Selection:
◆ ◆ ◆ ◆ ◆
Company I'm working for atm got them through steel form in Edmonton, only bad thing I noticed about them is the curled steel edges on them make it pretty much impossible to use snips or nibblers. makes it a breeze for channel or electrical/plumbing though as its 80percent open (just throwing out a number there) ill be back on the job Monday morning, will get a pic.


----------



## marieca3

*metal stud to masonry?*

Metal stud to exterior masonry wall: 

I'm a little wary of placing a metal stud directly to exterior masonry wall (location of the project is in the North East) as I have concerns RE: rusting and longevity. Is there a reasonably priced product out there that incorporates some kind of thermal break at the leg that could be fastened to the masonry? I'm thinking a neoprene gasket or something like that.

I don't want to fasten insulation board directly to masonry and then fur out for gypsum b/c I want the room for electrical back-boxes and runs of conduit...thoughts?
◆ ◆ ◆ ◆ ◆
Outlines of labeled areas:
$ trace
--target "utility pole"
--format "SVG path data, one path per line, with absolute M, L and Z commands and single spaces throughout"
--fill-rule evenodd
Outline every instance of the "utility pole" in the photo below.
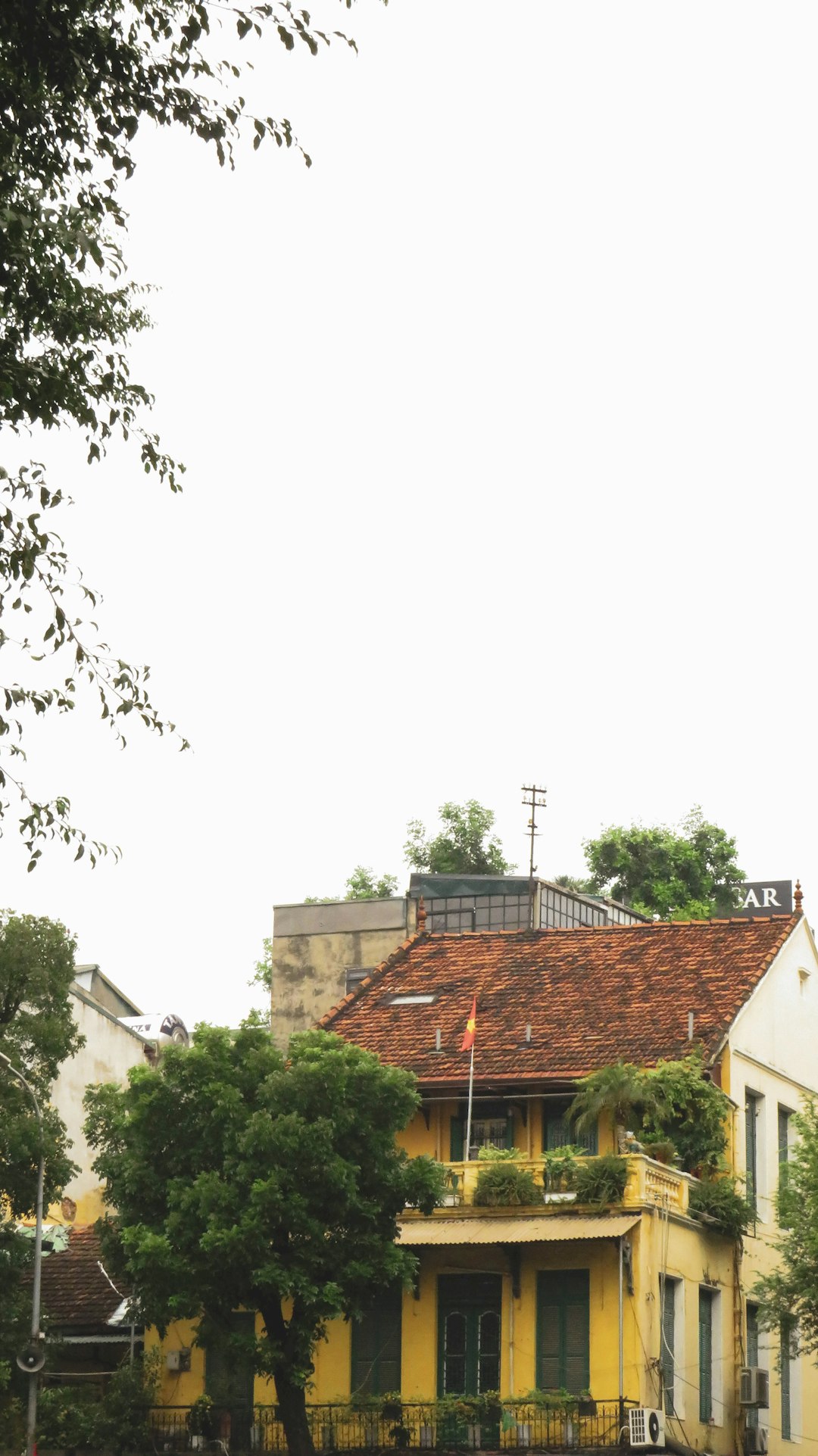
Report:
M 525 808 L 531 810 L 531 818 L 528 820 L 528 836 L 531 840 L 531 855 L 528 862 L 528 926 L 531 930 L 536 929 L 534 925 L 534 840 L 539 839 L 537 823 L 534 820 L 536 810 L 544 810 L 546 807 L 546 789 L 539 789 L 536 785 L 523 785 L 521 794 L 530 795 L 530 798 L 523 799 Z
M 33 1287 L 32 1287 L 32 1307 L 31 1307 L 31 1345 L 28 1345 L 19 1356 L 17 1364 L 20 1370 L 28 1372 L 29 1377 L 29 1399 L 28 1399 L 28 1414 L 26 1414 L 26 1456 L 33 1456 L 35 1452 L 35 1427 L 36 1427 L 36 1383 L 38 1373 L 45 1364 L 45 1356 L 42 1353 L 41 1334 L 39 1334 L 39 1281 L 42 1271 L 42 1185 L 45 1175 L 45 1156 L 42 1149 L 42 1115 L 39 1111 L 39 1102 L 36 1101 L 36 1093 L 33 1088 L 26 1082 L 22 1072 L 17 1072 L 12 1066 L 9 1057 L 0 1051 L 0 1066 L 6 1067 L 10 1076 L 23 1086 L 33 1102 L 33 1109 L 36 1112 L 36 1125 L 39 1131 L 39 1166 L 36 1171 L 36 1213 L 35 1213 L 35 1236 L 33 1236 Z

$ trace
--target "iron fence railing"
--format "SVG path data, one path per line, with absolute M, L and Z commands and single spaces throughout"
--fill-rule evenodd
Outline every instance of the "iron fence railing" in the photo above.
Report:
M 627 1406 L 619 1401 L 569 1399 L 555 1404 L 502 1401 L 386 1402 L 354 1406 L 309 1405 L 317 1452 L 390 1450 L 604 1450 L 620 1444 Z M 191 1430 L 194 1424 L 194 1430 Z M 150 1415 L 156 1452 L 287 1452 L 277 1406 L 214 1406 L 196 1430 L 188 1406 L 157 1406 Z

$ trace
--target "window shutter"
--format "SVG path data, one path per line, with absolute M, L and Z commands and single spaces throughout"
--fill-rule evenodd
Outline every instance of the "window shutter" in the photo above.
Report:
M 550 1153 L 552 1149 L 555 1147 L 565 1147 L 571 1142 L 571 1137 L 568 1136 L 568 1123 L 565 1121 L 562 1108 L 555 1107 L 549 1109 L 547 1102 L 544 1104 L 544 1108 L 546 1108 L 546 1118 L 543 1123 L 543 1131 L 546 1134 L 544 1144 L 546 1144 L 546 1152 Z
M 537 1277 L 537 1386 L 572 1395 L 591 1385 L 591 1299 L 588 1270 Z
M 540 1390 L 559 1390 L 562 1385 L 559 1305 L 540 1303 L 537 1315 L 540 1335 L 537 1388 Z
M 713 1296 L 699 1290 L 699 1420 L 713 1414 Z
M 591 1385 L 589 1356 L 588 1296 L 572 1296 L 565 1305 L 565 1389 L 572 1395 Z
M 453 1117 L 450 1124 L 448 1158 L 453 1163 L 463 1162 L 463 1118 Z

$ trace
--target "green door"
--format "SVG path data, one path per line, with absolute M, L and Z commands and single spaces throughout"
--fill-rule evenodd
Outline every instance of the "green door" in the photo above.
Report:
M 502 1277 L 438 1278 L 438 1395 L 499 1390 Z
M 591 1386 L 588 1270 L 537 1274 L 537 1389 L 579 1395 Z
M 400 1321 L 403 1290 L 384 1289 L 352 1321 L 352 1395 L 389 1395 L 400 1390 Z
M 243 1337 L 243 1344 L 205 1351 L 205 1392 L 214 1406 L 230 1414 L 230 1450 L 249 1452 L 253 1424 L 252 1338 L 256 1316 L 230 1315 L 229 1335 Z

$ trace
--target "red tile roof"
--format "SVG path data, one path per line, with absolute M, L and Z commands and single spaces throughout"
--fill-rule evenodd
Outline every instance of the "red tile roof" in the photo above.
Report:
◆ ◆ ◆ ◆ ◆
To do: According to the forum thread on metal studs, what makes it nearly impossible to use snips or nibblers on the studs from Edmonton?

Reply to the exercise: The curled steel edges on them.